**Directive A:** Quote every sentence in the passage about the end of the world that ends with a question mark.
**Directive B:** In the passage about the end of the world, in what year did the Romans destroy the Temple in Jerusalem?

**Selection:**
* Begin *
That’s the other question the disciples asked and it’s one that every believer wants to know.  When will the end of the world come?  You can find books and websites geared up to making this prediction.  So let us be absolutely and totally clear on this because Jesus made it very clear.  No one knows, not even Jesus.  And if he doesn’t know then we can’t.  How many stories have we read in the newspapers about people who have exposed themselves as crackpots for making predictions about the end of the world?  No one knows when it will happen and Jesus makes it clear that life will be going on as normal when it does happen.  In other words most people will be caught out.  But not, he says, us, if we’re careful.  So what are we to do with this array of stories?  Well to be honest it strikes me that this is a very good time in human history to be putting all of this together because we are able to use the records of the past to judge the reliability of the predictions of the future by the way earlier predictions appear to have come true.  For example, the Old Testament is littered with predictions of the arrival of Jesus as an earthly incarnation.  Yes, if we read them with integrity so we can see that many of those passages have two points of focus, one close up and one far off.  Many of the prophecies that we read as predicting the birth of Jesus were fulfilled firstly by the coming of others to the Jewish people, anointed as God’s servants, as what we might think of as types of Christ; forerunners.  When Jesus himself arrived he fulfilled or re-fulfilled a significant proportion of them.  But not all of them.  Some of them suggested that God’s anointed one, his Messiah or Christ, would come in power, something that Jesus most definitely did not do.  Yet here Christ himself talks about the Son of Man coming in great power to mark the end of this age, and so we have evolved a doctrine of the second coming, that the Old Testament prophecies were indeed all true but marked two separate roles for God’s anointed servant.  The first was his incarnation as a lowly child of Mary and the second was his return at the end of the age.  It is to these prophecies of return that Jesus is referring in this passage.  But as we have seen, some of them refer to the fall of the Temple in Jerusalem in AD70 when the Romans utterly destroyed the newly completed Temple and not to the end of the world.
* End *
**Given records:**
* Begin *
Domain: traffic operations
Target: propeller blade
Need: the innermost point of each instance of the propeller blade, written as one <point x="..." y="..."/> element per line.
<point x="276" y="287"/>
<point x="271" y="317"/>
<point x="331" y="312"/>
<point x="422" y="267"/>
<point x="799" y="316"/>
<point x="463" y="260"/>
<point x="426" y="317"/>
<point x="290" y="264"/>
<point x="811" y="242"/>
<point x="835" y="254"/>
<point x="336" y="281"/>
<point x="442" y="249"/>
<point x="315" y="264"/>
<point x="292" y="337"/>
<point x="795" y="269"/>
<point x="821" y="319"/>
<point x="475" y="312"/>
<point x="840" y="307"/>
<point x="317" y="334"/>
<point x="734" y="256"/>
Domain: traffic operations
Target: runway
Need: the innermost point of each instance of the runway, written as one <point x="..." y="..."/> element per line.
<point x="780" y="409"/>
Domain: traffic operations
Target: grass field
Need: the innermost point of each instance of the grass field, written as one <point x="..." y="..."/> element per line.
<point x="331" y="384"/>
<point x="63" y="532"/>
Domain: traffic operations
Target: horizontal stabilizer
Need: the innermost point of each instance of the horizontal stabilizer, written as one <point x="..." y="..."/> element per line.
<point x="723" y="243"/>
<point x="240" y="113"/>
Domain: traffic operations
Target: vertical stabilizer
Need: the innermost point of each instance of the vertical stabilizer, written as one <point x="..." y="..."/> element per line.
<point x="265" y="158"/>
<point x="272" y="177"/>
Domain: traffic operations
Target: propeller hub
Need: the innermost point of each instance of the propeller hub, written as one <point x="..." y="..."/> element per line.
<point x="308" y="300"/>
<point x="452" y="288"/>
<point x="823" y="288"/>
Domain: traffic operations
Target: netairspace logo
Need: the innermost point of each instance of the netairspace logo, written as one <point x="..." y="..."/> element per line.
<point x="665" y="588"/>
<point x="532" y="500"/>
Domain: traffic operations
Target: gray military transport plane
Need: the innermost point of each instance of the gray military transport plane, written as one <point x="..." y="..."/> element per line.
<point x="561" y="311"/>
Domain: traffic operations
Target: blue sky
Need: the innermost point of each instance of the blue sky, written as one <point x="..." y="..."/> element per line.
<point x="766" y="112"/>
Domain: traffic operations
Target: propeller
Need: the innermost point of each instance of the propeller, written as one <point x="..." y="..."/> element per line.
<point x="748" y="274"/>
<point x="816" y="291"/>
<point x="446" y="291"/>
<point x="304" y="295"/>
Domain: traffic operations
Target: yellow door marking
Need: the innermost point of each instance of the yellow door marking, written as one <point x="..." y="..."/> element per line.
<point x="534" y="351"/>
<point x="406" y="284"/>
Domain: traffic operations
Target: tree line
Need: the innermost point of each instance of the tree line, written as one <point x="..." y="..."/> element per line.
* End *
**Task output A:**
- When will the end of the world come?
- How many stories have we read in the newspapers about people who have exposed themselves as crackpots for making predictions about the end of the world?
- So what are we to do with this array of stories?

**Task output B:** AD70